— BEGIN Document section —

Novo Nordisk (NVO) specializes in treatments for diabetes, hemophilia, and obesity. The company supplies half of the world’s insulin, and its diabetes care products are used by over 34 million people today. Novo highlights that more than 750 million people are currently living with obesity and that this is up a multiple of 3X since 1975. In summary, based on sizable and growing demand for this weight-loss drug, this well managed, highly profitable company with an excellent growth profile and potential to develop new products has limited risk.


PayPal (PYPL) is a digital payment giant. With 430 million active accounts generating over $1.5 trillion in payment volume annually, PayPal retains a strong leadership position in the e-commerce payment ecosystem. PayPal has been cutting costs and expanding margins and earnings growth. In addition, PayPal’s new CEO is spearheading an innovation drive doubling down on growth efforts and boosting crypto capabilities.

— END Document section —
— BEGIN Given entries —

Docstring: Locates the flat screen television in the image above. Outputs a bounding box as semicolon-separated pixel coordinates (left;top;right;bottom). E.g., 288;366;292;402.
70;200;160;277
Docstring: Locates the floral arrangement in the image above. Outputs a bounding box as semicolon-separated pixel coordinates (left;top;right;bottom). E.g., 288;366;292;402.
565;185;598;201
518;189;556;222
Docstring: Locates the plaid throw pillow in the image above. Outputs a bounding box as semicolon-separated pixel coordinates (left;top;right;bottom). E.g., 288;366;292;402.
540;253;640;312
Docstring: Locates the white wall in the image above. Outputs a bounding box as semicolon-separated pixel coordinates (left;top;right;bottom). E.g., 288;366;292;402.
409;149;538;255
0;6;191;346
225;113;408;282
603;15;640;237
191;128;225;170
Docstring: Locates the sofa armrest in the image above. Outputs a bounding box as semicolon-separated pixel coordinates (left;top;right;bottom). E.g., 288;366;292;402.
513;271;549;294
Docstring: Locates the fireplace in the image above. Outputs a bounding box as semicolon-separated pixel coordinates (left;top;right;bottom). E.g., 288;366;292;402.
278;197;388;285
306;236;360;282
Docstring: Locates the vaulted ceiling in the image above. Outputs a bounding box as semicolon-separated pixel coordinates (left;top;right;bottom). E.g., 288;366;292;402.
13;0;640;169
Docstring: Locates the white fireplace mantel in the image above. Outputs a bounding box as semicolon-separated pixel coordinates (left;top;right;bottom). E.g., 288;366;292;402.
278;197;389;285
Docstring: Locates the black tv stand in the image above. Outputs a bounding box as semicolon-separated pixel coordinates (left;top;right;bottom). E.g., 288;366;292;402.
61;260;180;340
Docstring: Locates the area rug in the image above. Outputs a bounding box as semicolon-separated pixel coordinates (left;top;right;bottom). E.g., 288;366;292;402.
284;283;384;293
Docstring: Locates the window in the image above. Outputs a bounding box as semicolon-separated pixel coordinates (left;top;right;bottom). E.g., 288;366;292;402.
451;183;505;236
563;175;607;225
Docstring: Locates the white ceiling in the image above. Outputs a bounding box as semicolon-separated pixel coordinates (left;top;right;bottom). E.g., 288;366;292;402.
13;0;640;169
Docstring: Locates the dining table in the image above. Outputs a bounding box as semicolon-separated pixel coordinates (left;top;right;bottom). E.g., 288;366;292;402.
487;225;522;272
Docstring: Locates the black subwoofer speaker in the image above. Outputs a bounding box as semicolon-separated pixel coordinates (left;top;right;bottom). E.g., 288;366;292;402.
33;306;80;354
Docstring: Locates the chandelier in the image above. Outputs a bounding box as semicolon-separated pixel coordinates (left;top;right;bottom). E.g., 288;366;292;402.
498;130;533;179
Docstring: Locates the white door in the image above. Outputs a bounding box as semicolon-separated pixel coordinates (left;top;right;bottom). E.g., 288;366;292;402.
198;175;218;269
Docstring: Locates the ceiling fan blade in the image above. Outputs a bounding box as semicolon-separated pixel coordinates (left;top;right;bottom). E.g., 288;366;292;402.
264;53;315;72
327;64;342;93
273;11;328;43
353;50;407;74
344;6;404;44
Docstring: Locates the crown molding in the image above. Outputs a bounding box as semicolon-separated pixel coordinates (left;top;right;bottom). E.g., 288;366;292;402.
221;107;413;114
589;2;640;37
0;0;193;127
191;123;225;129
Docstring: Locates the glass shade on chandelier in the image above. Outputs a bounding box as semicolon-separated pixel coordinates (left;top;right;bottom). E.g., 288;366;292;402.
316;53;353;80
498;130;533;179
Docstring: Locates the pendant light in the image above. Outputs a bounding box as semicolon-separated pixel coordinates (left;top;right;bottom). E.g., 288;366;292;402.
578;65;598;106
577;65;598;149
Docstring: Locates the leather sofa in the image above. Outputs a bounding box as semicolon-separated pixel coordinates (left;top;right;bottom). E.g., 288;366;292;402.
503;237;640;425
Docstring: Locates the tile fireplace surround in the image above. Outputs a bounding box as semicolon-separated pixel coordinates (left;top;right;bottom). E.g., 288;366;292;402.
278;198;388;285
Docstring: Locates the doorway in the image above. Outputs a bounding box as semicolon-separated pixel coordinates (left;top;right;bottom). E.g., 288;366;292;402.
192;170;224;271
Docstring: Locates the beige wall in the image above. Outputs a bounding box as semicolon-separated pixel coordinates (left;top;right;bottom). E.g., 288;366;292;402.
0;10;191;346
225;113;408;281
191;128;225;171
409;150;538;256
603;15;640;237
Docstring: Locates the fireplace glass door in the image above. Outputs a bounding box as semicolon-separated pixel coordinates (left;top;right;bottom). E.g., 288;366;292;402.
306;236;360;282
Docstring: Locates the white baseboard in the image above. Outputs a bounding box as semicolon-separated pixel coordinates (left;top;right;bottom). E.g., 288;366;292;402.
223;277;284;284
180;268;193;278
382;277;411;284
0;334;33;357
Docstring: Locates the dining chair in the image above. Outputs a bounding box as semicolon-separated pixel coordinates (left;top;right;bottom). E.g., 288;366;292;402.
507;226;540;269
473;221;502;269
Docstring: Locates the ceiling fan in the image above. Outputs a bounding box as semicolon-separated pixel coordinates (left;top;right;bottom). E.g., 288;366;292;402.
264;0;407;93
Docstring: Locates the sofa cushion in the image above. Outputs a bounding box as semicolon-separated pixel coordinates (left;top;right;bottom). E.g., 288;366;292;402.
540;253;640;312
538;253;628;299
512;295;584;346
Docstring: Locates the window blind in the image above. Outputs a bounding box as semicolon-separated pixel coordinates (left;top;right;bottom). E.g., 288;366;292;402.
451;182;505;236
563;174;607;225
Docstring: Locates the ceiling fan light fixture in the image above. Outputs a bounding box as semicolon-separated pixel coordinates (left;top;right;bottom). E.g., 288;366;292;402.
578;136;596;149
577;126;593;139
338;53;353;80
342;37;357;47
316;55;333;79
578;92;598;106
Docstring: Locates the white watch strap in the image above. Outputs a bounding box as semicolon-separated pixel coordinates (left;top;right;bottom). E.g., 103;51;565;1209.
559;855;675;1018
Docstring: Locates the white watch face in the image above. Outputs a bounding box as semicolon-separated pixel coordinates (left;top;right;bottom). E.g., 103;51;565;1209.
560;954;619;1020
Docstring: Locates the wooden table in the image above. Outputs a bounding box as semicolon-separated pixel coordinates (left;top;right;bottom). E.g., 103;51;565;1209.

— END Given entries —

> **Your tasks**:
1. Please list every condition that the company profiles say Novo Nordisk treats.
2. According to the company profiles, how many active accounts does PayPal have?
The listing has no connection to the company profiles.

> **Per-task outputs**:
1. Diabetes, hemophilia, and obesity.

2. 430 million.